Pick out every line in the rows below that contains the string "white", and copy each one. Case counts.
## Begin SOURCE DATA
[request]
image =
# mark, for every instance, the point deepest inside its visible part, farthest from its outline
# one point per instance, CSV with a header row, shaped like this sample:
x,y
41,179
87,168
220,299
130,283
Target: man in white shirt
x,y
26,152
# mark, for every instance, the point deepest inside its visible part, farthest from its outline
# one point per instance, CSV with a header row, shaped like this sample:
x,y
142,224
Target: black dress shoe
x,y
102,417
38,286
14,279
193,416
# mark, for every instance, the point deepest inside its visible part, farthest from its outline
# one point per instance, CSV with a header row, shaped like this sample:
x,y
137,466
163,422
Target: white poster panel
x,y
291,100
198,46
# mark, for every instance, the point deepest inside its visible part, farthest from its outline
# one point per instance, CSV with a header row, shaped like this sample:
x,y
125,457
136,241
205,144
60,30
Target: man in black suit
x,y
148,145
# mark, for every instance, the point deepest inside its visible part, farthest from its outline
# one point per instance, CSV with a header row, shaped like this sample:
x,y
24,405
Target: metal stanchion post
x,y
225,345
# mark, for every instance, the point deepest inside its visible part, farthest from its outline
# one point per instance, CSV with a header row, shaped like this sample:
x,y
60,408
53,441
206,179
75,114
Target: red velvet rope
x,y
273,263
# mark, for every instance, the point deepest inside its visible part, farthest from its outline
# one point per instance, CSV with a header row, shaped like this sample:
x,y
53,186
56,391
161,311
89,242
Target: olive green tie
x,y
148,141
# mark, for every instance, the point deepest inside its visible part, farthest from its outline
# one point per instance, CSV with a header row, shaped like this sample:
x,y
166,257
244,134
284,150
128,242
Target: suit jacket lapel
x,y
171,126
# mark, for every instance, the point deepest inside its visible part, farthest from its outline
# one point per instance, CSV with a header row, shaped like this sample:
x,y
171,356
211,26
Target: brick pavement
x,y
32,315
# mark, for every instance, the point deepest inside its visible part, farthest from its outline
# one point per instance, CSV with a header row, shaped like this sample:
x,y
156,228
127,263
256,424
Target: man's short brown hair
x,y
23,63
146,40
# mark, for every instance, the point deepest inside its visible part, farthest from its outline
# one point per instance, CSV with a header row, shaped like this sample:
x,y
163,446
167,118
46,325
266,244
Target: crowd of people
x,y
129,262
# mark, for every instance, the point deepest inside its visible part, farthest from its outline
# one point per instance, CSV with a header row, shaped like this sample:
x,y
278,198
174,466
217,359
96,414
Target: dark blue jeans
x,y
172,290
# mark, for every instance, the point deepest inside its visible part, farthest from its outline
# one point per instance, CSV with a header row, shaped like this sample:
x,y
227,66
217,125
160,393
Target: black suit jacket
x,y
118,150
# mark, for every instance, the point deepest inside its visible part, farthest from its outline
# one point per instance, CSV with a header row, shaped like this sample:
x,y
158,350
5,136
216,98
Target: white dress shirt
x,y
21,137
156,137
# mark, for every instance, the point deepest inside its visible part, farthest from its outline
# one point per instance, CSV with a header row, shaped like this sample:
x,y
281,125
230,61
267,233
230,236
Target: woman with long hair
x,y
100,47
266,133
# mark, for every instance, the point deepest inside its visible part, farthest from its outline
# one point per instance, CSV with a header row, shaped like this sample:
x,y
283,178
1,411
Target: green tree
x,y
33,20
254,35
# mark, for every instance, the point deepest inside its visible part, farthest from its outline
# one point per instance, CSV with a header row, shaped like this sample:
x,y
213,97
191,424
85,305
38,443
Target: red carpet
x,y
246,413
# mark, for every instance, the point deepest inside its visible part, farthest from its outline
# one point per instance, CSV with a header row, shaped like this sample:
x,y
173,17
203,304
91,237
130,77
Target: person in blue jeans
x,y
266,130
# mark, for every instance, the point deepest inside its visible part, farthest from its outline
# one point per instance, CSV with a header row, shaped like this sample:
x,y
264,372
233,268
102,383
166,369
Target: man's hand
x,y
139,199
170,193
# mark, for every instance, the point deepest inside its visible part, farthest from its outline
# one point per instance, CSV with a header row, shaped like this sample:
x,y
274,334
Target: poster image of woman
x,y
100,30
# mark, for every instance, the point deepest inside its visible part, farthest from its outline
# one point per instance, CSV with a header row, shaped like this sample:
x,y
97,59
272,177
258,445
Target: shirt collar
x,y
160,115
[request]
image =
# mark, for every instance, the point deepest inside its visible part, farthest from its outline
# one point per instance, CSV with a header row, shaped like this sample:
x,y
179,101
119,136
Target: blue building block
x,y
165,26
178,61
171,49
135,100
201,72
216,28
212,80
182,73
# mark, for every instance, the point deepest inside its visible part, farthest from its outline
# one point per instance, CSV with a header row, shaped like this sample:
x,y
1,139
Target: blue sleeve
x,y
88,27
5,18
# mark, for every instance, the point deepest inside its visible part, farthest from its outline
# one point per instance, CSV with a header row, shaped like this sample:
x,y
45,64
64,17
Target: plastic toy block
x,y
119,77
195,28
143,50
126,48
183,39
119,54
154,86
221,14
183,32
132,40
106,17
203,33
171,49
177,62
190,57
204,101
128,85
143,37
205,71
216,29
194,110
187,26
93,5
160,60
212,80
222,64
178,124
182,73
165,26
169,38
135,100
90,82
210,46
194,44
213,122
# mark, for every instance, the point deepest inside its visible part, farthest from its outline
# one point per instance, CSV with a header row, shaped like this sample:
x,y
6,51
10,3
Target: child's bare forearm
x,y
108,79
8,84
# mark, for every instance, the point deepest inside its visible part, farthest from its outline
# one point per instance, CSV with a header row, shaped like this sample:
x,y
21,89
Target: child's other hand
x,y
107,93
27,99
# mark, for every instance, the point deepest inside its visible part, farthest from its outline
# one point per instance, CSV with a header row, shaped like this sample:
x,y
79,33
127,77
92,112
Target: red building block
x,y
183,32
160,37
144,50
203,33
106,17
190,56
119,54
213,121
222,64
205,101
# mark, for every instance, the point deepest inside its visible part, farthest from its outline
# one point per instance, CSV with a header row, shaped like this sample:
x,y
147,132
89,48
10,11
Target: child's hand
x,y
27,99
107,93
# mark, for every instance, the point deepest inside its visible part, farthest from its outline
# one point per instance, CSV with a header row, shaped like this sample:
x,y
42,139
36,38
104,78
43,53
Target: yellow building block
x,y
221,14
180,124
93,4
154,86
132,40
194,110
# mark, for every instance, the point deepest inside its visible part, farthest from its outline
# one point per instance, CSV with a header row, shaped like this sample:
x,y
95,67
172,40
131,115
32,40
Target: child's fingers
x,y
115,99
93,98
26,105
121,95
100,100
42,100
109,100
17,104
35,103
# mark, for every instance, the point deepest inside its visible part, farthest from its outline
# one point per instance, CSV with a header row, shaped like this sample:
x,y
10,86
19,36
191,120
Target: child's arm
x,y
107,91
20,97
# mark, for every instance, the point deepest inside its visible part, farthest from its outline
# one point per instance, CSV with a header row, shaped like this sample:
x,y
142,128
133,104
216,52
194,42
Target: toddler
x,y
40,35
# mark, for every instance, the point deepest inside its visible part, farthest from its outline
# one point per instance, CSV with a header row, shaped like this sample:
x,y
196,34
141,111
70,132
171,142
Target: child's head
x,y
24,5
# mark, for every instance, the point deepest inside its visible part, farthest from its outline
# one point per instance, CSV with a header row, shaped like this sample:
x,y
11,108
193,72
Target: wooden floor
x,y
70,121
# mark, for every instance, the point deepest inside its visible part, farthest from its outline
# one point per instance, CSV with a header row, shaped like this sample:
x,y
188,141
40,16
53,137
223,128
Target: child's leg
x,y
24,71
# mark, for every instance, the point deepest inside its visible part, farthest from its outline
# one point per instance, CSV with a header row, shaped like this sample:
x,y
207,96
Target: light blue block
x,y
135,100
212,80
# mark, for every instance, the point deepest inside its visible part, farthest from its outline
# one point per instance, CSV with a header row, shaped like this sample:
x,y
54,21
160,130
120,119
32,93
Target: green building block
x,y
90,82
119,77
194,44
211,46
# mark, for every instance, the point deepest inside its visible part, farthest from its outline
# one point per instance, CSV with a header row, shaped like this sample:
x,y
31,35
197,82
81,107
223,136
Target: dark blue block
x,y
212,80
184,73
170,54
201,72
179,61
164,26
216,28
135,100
## End SOURCE DATA
## Begin SOURCE DATA
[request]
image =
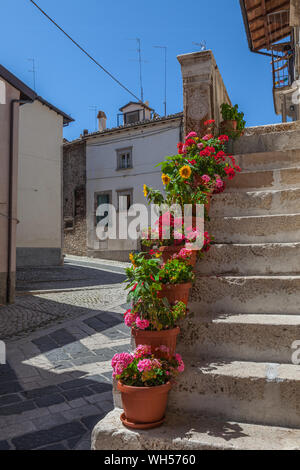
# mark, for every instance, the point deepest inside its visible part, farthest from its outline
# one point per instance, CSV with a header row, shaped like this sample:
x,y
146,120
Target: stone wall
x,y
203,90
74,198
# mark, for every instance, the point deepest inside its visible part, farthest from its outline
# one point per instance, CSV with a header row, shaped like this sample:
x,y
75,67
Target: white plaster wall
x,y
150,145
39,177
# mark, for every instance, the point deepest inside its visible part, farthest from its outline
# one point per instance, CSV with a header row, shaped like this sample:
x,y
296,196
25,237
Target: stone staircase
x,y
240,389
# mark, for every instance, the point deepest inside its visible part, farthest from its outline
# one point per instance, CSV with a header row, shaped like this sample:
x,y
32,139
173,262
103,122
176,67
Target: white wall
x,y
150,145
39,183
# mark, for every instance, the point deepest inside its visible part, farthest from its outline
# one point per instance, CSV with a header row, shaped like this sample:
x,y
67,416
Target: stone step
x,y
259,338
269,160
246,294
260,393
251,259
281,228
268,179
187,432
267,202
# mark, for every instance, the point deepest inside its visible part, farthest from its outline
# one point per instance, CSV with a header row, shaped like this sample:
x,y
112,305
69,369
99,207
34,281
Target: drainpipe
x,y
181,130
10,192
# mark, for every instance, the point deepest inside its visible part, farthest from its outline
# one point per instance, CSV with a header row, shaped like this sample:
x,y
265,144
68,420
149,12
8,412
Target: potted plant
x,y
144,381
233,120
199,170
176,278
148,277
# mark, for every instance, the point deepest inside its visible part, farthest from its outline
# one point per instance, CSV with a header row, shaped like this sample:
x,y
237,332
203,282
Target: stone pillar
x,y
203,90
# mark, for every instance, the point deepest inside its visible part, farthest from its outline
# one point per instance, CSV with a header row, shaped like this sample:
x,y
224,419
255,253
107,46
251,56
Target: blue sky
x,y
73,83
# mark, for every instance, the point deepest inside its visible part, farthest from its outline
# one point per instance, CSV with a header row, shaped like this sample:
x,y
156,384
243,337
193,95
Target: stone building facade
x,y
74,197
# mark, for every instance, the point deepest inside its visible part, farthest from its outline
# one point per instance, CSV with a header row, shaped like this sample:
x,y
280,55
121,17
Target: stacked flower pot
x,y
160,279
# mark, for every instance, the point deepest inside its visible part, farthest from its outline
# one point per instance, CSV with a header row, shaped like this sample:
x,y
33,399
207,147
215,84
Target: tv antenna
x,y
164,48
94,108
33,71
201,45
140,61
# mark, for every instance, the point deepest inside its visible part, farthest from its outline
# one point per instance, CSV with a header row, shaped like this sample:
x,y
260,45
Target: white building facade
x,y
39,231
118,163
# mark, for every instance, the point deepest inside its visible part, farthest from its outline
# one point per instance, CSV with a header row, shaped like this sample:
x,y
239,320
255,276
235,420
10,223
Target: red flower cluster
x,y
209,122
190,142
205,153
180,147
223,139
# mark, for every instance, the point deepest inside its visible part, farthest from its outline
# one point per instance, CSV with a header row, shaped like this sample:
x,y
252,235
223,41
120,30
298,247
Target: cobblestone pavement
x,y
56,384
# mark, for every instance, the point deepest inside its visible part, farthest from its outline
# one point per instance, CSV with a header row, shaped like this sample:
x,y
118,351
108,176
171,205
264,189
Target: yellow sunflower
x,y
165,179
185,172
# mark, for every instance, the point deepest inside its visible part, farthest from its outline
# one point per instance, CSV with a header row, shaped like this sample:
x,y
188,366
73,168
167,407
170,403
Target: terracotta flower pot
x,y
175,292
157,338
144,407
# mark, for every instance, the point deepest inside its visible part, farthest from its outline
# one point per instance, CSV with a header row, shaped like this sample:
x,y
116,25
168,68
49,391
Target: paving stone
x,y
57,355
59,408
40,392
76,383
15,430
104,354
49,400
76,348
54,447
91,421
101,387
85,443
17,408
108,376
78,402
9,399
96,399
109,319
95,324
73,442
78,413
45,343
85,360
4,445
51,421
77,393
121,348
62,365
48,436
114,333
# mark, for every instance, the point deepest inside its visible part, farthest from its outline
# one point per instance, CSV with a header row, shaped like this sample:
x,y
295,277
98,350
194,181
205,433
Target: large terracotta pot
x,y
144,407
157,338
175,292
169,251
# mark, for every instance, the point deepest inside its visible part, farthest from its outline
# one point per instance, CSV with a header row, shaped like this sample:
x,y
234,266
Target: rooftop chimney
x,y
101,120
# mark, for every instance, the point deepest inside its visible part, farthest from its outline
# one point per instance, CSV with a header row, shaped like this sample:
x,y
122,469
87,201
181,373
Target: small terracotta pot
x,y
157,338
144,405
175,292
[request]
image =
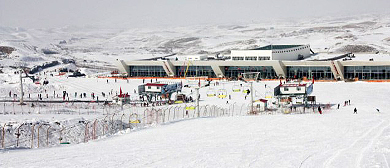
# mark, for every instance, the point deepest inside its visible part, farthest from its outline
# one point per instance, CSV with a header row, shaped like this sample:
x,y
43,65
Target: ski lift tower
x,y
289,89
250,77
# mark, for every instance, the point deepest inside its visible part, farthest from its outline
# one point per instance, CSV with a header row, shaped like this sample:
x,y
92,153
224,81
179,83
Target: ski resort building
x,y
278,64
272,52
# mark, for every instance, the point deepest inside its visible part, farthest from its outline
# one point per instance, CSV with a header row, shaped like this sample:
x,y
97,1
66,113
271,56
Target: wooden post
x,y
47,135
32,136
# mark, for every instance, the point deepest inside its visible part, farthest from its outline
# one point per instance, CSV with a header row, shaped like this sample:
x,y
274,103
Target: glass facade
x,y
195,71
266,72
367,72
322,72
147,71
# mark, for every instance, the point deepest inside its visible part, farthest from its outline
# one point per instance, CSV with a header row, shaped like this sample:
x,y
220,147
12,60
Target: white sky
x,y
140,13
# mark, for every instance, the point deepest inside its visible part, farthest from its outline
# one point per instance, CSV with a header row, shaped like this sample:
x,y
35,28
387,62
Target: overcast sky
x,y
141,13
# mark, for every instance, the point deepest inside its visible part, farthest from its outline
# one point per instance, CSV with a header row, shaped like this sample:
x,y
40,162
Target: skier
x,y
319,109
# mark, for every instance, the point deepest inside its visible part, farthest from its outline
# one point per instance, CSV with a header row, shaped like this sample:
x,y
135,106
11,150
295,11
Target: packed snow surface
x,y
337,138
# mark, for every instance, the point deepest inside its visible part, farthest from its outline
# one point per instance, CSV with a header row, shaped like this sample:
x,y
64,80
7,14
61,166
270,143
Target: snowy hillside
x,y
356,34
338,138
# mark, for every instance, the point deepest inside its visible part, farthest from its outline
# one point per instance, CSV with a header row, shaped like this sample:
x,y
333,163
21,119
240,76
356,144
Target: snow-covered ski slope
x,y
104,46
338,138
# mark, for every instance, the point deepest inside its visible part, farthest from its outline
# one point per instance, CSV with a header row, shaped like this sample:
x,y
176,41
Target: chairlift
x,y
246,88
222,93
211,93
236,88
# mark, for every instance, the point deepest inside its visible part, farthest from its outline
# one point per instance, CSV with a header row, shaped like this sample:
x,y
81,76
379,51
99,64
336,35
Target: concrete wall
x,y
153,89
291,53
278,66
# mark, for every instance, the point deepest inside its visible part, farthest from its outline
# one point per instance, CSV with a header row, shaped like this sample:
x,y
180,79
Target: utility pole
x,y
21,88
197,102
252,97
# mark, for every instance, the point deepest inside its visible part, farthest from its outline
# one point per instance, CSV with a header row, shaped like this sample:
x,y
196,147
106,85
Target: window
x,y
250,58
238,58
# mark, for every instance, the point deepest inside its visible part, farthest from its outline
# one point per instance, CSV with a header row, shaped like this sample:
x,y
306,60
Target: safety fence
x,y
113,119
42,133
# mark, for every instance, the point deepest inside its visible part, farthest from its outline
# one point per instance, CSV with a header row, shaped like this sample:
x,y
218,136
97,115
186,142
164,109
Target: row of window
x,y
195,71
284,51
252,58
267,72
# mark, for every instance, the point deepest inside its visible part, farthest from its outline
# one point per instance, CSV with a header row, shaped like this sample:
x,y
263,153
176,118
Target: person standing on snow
## End SOURCE DATA
## Begin SOURCE DATA
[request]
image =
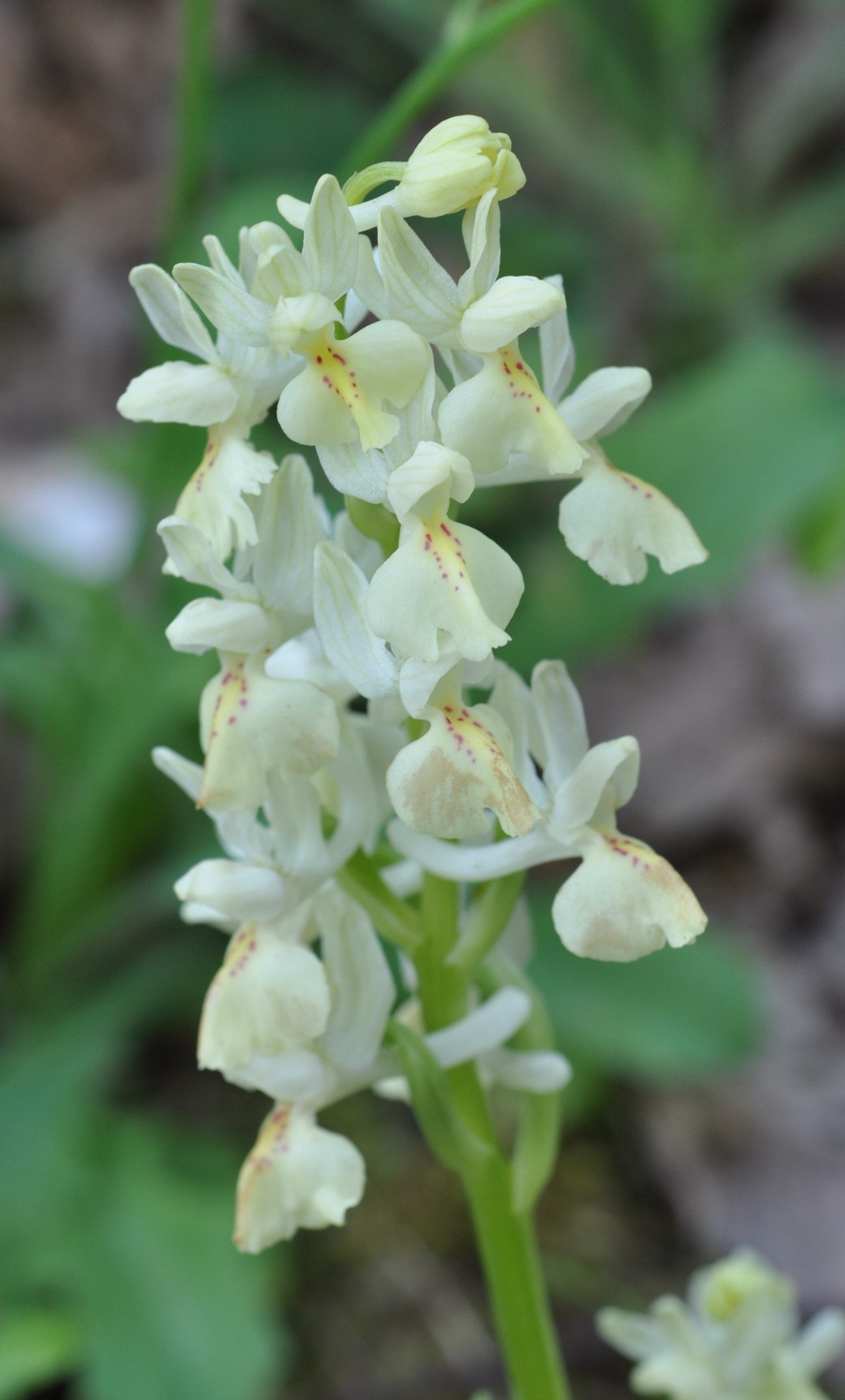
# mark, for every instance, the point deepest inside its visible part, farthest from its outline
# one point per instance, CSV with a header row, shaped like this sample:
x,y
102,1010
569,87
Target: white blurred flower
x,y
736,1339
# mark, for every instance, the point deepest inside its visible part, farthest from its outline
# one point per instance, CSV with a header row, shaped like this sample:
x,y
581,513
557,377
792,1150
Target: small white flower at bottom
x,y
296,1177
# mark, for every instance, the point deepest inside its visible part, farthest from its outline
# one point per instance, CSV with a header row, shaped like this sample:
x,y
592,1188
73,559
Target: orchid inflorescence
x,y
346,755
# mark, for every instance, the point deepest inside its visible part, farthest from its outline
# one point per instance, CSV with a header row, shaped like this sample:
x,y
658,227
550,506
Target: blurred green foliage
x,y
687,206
## End SOURCE DATA
→ RESULT OF THE EXERCISE:
Target: man in white shirt
Target: white poster panel
Target: white dress shirt
Target: white plaster wall
Target: white wall
Target: white building facade
Target: white sky
Target: white blurred flower
Target: small white flower at bottom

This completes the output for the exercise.